- **Data to process**:
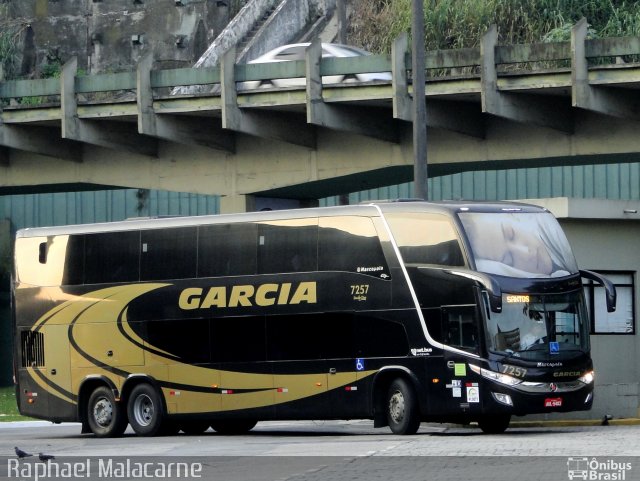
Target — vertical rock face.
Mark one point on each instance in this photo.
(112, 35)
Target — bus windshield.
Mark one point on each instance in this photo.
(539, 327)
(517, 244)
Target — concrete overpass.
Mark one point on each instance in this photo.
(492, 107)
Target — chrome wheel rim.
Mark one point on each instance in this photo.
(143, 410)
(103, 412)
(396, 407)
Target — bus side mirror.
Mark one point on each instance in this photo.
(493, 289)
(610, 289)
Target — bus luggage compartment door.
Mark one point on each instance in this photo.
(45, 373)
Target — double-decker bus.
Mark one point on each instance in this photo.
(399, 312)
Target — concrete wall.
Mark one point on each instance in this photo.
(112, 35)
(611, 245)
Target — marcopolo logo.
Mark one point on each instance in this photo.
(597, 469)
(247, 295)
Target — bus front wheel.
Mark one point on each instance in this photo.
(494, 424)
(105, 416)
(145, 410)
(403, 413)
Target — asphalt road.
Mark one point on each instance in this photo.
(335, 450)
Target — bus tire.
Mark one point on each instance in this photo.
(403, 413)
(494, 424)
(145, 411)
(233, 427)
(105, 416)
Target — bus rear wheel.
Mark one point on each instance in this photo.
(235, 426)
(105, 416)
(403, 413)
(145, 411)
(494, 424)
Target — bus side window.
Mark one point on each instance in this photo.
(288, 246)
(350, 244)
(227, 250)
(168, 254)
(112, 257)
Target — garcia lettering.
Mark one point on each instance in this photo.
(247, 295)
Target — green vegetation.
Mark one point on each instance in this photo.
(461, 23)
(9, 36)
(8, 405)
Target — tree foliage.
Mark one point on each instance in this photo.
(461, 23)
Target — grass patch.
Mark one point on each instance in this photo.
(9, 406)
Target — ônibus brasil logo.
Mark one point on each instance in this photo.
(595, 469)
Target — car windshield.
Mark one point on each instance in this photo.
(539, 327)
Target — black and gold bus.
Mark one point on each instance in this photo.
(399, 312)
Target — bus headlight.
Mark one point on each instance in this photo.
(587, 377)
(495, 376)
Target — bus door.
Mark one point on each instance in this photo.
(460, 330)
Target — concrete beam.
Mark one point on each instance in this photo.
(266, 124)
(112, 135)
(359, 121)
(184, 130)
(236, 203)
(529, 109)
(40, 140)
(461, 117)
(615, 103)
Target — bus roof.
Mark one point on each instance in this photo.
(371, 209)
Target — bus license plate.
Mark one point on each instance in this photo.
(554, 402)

==

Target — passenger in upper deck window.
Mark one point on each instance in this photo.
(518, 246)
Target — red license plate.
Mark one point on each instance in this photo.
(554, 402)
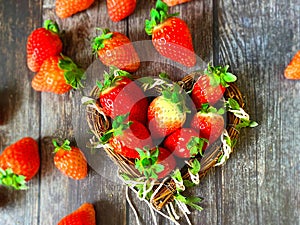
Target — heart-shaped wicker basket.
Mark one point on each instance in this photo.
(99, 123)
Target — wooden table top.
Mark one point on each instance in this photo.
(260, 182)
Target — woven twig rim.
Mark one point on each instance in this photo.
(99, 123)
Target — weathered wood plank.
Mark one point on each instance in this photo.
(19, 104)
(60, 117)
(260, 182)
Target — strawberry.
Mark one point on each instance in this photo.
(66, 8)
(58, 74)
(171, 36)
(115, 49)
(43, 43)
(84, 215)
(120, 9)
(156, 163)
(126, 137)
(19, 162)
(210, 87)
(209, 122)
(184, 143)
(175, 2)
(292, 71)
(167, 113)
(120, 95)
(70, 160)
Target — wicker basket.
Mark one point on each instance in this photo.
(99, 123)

- **Task to complete**: Look above for the line containing "Target — vertical rock face.". Output from there through the line containing "Target — bus side window.", exactly and inclusively.

- **Result of this exercise**:
Target — vertical rock face.
Mark one point on each instance in this photo.
(112, 35)
Target — bus windshield.
Mark one point on each instance in this photo.
(539, 327)
(517, 244)
Target — concrete overpass.
Mark one point on each instance in this photo.
(492, 107)
Target — chrome wheel rim.
Mark one point on each instance in this photo.
(143, 410)
(103, 412)
(396, 407)
Target — bus side mirror.
Mark one point on each instance in this photo.
(493, 289)
(610, 289)
Target — bus luggage compartment door.
Mark one point on each instance in this photo.
(45, 373)
Target — double-decker bus.
Mark one point on each instance in this photo.
(399, 312)
Target — concrete wall.
Mark one point on each instance in this photo.
(112, 35)
(611, 245)
Target — marcopolo logo.
Mark one point on each instance in this photo.
(597, 469)
(247, 295)
Target — bus front wheel.
Mark one point on each instance in this photo.
(494, 424)
(105, 416)
(145, 410)
(403, 413)
Target — asphalt road.
Mark one point on each instance in this photo.
(335, 450)
Target — bus tire.
Mark one point on each instance in this photo.
(403, 413)
(494, 424)
(145, 411)
(233, 427)
(105, 416)
Target — bus rear wheel.
Mark one point on each instance in this photo.
(235, 426)
(105, 416)
(403, 413)
(145, 411)
(494, 424)
Target — bus side window.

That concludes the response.